▸ **Dataset entries**
* * *
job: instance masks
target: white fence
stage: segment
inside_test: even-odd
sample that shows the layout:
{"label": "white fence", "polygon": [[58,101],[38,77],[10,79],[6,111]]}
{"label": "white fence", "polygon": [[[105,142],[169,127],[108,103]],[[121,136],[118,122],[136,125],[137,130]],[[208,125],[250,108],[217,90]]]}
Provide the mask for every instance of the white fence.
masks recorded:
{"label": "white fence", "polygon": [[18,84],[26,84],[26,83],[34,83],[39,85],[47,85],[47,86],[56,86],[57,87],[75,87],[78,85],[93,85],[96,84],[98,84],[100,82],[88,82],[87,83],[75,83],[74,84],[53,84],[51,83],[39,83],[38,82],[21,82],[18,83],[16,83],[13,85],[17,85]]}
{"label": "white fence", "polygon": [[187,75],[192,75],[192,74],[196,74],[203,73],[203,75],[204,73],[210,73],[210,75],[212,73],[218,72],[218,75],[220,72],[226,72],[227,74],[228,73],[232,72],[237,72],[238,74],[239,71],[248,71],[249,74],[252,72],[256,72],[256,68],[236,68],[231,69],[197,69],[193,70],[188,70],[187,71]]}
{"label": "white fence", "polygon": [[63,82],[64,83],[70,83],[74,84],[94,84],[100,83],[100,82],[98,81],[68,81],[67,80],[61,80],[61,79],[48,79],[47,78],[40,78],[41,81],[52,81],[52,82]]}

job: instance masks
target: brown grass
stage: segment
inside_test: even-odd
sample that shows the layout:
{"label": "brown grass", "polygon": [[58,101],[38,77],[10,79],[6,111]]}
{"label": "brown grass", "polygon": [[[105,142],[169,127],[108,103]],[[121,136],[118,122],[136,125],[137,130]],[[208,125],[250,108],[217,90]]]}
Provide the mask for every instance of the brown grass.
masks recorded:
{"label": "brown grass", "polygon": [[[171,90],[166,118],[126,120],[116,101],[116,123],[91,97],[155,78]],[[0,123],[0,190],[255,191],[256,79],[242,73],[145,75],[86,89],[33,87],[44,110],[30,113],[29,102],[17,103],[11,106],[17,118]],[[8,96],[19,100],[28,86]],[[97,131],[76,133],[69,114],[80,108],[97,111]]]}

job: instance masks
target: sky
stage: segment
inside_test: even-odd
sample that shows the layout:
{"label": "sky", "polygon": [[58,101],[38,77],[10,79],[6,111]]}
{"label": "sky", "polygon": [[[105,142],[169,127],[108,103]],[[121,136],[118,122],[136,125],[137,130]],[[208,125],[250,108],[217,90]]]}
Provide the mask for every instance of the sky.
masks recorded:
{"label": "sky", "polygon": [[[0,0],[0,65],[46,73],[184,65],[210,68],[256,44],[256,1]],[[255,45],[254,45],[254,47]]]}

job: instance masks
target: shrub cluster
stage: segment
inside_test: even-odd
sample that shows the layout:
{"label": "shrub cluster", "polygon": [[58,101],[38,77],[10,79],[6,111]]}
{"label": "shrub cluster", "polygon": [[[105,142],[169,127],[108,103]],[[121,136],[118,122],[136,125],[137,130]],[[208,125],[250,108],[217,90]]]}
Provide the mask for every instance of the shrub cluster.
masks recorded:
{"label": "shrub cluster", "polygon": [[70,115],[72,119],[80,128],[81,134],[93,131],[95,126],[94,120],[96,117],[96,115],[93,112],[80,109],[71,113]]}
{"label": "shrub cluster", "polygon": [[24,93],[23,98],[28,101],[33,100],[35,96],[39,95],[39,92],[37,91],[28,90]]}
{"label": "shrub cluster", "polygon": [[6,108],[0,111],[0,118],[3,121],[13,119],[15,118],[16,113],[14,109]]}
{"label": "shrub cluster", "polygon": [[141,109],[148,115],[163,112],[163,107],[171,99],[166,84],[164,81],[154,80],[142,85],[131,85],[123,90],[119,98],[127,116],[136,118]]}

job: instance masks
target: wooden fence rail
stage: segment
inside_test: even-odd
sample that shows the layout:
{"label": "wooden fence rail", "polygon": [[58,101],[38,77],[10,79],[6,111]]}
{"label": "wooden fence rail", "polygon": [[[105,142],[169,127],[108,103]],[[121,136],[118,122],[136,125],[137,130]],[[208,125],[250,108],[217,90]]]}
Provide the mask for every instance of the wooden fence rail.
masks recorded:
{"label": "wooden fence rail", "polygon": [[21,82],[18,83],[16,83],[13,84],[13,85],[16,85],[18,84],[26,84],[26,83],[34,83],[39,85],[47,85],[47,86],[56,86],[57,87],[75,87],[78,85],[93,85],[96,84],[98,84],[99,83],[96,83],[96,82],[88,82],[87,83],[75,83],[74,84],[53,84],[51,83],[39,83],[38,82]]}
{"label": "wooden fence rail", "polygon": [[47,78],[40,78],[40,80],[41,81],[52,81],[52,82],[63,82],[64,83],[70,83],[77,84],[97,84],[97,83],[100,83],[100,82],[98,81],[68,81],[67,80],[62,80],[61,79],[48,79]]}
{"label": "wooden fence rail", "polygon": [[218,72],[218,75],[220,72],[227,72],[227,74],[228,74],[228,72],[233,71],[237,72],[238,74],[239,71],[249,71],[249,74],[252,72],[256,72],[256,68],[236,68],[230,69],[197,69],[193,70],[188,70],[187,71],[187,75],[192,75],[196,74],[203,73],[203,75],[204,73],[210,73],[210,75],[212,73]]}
* * *
▸ **Problem to work on**
Reproduce the data shown above exactly.

▸ **Task result**
job: instance masks
target: white fence
stage: segment
inside_test: even-odd
sample that shows the layout:
{"label": "white fence", "polygon": [[58,101],[38,77],[10,79],[6,111]]}
{"label": "white fence", "polygon": [[[105,142],[169,127],[108,103]],[[121,136],[118,122],[136,125],[137,130]],[[208,125],[250,108],[217,90]]]}
Provide the mask for every instance of the white fence.
masks recorded:
{"label": "white fence", "polygon": [[18,84],[26,84],[26,83],[34,83],[39,85],[47,85],[47,86],[56,86],[57,87],[75,87],[78,85],[93,85],[96,84],[98,84],[100,82],[88,82],[87,83],[75,83],[74,84],[53,84],[51,83],[39,83],[38,82],[21,82],[18,83],[16,83],[13,85],[17,85]]}
{"label": "white fence", "polygon": [[187,75],[192,75],[192,74],[196,74],[203,73],[203,75],[204,73],[210,73],[210,75],[212,73],[218,72],[218,75],[220,72],[226,72],[227,74],[228,73],[232,72],[237,72],[238,74],[239,71],[248,71],[249,74],[252,72],[256,72],[256,68],[236,68],[231,69],[197,69],[193,70],[188,70],[187,71]]}
{"label": "white fence", "polygon": [[63,82],[64,83],[70,83],[74,84],[94,84],[100,83],[100,82],[98,81],[68,81],[67,80],[61,80],[61,79],[48,79],[47,78],[40,78],[41,81],[52,81],[52,82]]}

job: instance masks
target: brown grass
stage: segment
inside_test: even-odd
sample that shows the layout:
{"label": "brown grass", "polygon": [[58,101],[38,77],[10,79],[6,111]]}
{"label": "brown grass", "polygon": [[[105,142],[169,127],[108,103]],[[121,136],[118,122],[136,125],[137,130]],[[208,125],[250,108],[217,90]]]}
Provide the mask for every instance of the brown grass.
masks recorded:
{"label": "brown grass", "polygon": [[[171,90],[166,118],[126,120],[116,101],[116,123],[91,97],[155,78]],[[0,123],[0,190],[255,191],[256,79],[242,73],[145,75],[86,89],[33,87],[44,110],[30,113],[29,102],[17,103],[11,106],[17,118]],[[8,96],[19,100],[28,86]],[[97,131],[76,133],[69,114],[80,108],[97,111]]]}

job: instance masks
target: sky
stage: segment
inside_test: even-odd
sample that shows the layout:
{"label": "sky", "polygon": [[58,101],[38,77],[10,79],[6,111]]}
{"label": "sky", "polygon": [[[105,142],[169,127],[108,103]],[[121,136],[118,122],[136,125],[137,130]],[[208,125],[250,108],[217,90]]]}
Provide the mask for every instance of the sky.
masks recorded:
{"label": "sky", "polygon": [[[0,0],[0,65],[46,73],[184,65],[210,68],[256,44],[256,1]],[[255,45],[254,45],[254,47]]]}

job: instance masks
target: shrub cluster
stage: segment
inside_test: even-odd
sample that shows the layout:
{"label": "shrub cluster", "polygon": [[58,101],[38,77],[10,79],[6,111]]}
{"label": "shrub cluster", "polygon": [[[105,142],[169,127],[108,103]],[[121,136],[118,122],[136,125],[137,130]],[[208,125],[250,108],[217,90]]]}
Provide the mask for every instance of the shrub cluster.
masks recorded:
{"label": "shrub cluster", "polygon": [[70,115],[72,119],[80,128],[81,134],[93,131],[95,126],[94,120],[96,117],[96,115],[93,112],[80,109],[71,113]]}
{"label": "shrub cluster", "polygon": [[24,93],[23,98],[28,101],[33,100],[35,96],[39,95],[39,92],[37,91],[28,90]]}
{"label": "shrub cluster", "polygon": [[6,108],[0,111],[0,118],[3,121],[13,119],[15,118],[16,113],[14,109]]}
{"label": "shrub cluster", "polygon": [[141,109],[148,115],[163,112],[163,107],[171,99],[166,84],[164,81],[154,80],[142,85],[131,85],[123,90],[119,98],[127,116],[136,118]]}

job: instance masks
target: wooden fence rail
stage: segment
inside_test: even-odd
sample that shows the layout:
{"label": "wooden fence rail", "polygon": [[58,101],[38,77],[10,79],[6,111]]}
{"label": "wooden fence rail", "polygon": [[[105,142],[169,127],[108,103]],[[121,136],[118,122],[136,125],[137,130]],[[208,125],[250,108],[217,90]]]}
Provide the mask for every instance of the wooden fence rail.
masks recorded:
{"label": "wooden fence rail", "polygon": [[21,82],[18,83],[16,83],[13,84],[13,85],[16,85],[18,84],[26,84],[26,83],[34,83],[39,85],[47,85],[47,86],[56,86],[57,87],[75,87],[78,85],[93,85],[96,84],[98,84],[99,83],[96,83],[96,82],[88,82],[87,83],[75,83],[74,84],[53,84],[51,83],[39,83],[38,82]]}
{"label": "wooden fence rail", "polygon": [[47,78],[40,78],[40,80],[41,81],[52,81],[52,82],[63,82],[64,83],[70,83],[77,84],[97,84],[97,83],[100,83],[100,82],[98,81],[68,81],[67,80],[62,80],[61,79],[48,79]]}
{"label": "wooden fence rail", "polygon": [[218,72],[218,75],[220,72],[227,72],[227,74],[228,74],[228,72],[233,71],[237,72],[238,74],[239,71],[249,71],[249,74],[252,72],[256,72],[256,68],[236,68],[230,69],[197,69],[193,70],[188,70],[187,71],[187,75],[192,75],[196,74],[203,73],[203,75],[204,73],[210,73],[210,75],[212,73]]}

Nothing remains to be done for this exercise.